- Задание
Переведите на английский язык это предложение из фрагмента о китайских взглядах на США: «Ставшая бестселлером книга “Китай может сказать нет” призывает бороться с культурным и экономическим империализмом США, бойкотировать американские продукты, требовать компенсацию за такие китайские изобретения как порох и бумага, ввести тарифные ограничения на импорт американских товаров, наладить союзные отношения с Россией на антиамериканской основе».

- Фрагмент текста
┌──

В Пекине зазвучали аргументы о “теряющей влияние державе, отчаянно стремящейся предотвратить взлет Китая... Менталитет США не позволяет им отказаться от навязывания своей политики, которая нечувствительна к внутренним проблемам Китая”490. Ставшая бестселлером книга “Китай может сказать нет” призывает бороться с культурным и экономическим империализмом США, бойкотировать американские продукты, требовать компенсацию за такие китайские изобретения как порох и бумага, ввести тарифные ограничения на импорт американских товаров, наладить союзные отношения с Россией на антиамериканской основе. В Пекине говорят о необходимости проведения нефтепроводов из Центральной Азии в Китай с тем, чтобы избежать возможности блокады Америкой и Японией морских путей доставки, т.е. избежания стратегической зависимости.491 (Китай с 1993 года стал «чистым» импортером энергии, он лидирует в растущем азиатском спросе на энергию и все более заинтересован в увеличении своей доли нефти из Персидского залива).

└──

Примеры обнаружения
┌──

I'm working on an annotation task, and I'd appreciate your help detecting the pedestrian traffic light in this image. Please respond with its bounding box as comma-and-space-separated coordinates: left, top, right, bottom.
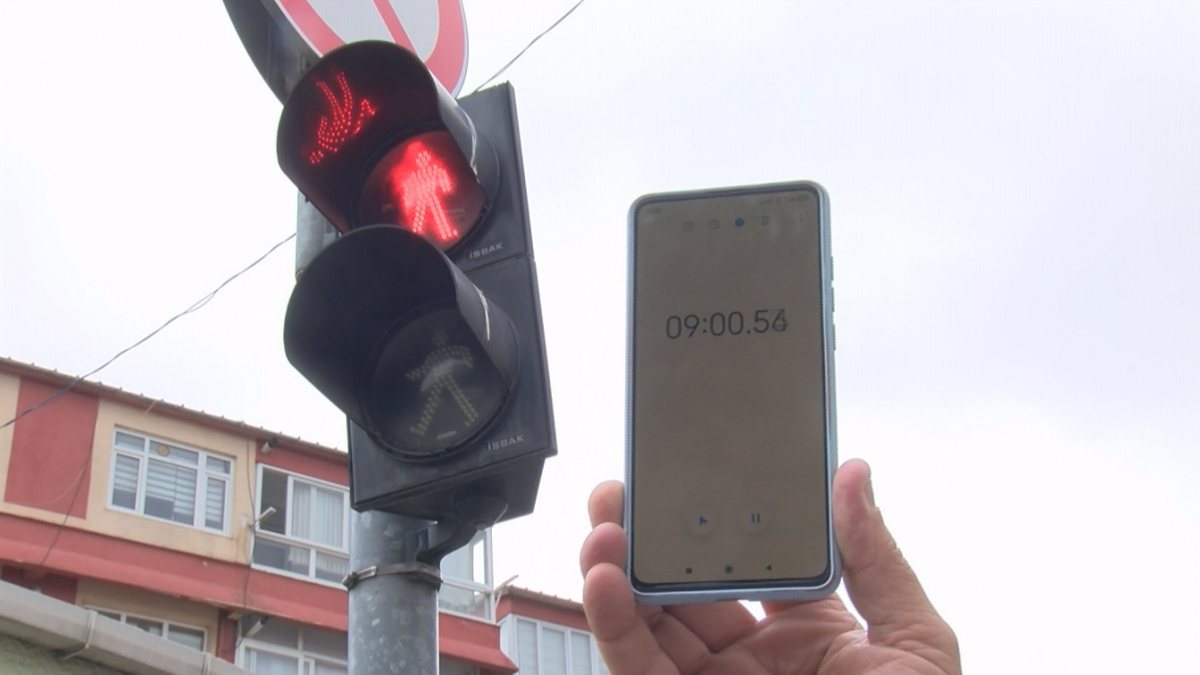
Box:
277, 42, 556, 526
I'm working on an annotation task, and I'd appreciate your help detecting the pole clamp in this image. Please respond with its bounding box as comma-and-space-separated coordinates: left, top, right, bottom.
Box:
342, 562, 442, 591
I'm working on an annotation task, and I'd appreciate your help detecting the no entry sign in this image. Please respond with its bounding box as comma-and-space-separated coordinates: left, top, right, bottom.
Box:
224, 0, 467, 101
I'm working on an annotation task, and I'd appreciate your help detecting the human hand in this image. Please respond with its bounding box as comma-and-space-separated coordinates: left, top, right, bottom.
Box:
580, 460, 962, 675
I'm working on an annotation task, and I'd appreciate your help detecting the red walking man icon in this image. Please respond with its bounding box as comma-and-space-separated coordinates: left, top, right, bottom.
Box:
392, 142, 458, 241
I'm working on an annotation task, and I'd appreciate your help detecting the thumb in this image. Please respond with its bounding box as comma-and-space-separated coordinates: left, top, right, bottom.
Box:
833, 460, 958, 653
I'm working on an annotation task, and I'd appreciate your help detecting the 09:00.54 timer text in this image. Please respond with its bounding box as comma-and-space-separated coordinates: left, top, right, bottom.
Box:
666, 310, 787, 340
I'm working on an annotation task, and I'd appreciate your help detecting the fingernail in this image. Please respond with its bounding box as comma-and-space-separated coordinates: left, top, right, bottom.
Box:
863, 465, 875, 508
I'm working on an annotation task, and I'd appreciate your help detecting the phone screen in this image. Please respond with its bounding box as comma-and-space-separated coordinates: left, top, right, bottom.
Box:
628, 183, 835, 597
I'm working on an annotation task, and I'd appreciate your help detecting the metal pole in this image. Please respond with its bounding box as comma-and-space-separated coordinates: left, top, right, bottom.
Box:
347, 510, 440, 675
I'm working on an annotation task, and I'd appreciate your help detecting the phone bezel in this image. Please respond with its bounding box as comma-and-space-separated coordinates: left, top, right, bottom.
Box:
624, 180, 841, 604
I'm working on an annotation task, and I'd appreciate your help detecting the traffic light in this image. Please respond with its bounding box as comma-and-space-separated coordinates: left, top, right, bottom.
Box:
277, 42, 556, 526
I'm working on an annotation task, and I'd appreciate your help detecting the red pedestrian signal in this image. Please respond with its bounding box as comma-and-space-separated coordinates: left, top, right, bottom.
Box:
277, 42, 556, 526
359, 131, 487, 250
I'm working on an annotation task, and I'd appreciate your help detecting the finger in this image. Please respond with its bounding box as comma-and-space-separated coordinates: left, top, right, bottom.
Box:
583, 562, 678, 675
833, 460, 953, 644
580, 522, 625, 577
588, 480, 625, 527
762, 593, 862, 631
665, 602, 758, 653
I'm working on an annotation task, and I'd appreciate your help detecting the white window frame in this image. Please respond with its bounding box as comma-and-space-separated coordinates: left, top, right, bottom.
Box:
236, 619, 350, 675
107, 426, 231, 534
500, 614, 608, 675
250, 464, 350, 590
88, 607, 209, 652
438, 527, 496, 623
238, 638, 350, 675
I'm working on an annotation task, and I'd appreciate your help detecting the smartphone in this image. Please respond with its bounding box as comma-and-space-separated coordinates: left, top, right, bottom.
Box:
625, 181, 840, 604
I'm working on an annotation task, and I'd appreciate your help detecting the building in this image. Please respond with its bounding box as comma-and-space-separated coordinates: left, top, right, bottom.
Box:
0, 358, 606, 675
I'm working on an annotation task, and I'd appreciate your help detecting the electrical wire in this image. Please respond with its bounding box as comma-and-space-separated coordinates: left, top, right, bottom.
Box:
472, 0, 583, 94
0, 232, 295, 429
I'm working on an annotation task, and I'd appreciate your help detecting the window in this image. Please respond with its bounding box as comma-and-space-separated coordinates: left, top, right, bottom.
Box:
500, 617, 608, 675
96, 609, 204, 651
239, 617, 348, 675
253, 466, 350, 584
438, 530, 496, 621
109, 429, 233, 532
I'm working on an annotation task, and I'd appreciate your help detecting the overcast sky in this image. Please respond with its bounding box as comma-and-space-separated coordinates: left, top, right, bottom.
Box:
0, 0, 1200, 673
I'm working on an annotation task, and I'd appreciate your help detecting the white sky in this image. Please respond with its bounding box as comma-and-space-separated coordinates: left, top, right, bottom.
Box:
0, 0, 1200, 673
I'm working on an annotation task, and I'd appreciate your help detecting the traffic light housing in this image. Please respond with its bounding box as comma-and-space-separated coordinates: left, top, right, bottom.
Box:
278, 42, 556, 526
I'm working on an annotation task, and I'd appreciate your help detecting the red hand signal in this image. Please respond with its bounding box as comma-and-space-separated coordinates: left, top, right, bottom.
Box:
308, 72, 376, 166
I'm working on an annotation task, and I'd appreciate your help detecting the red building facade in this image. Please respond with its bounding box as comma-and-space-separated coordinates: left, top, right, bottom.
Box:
0, 359, 606, 675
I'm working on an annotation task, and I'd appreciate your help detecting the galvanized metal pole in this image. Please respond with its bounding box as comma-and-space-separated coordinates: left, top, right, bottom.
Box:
349, 510, 440, 675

└──

- Письменный ответ
The bestselling book "China Can Say No" calls for fighting U.S. cultural and economic imperialism, boycotting American products, demanding compensation for such Chinese inventions as gunpowder and paper, imposing tariff restrictions on imports of American goods, and forming an alliance with Russia on an anti-American basis.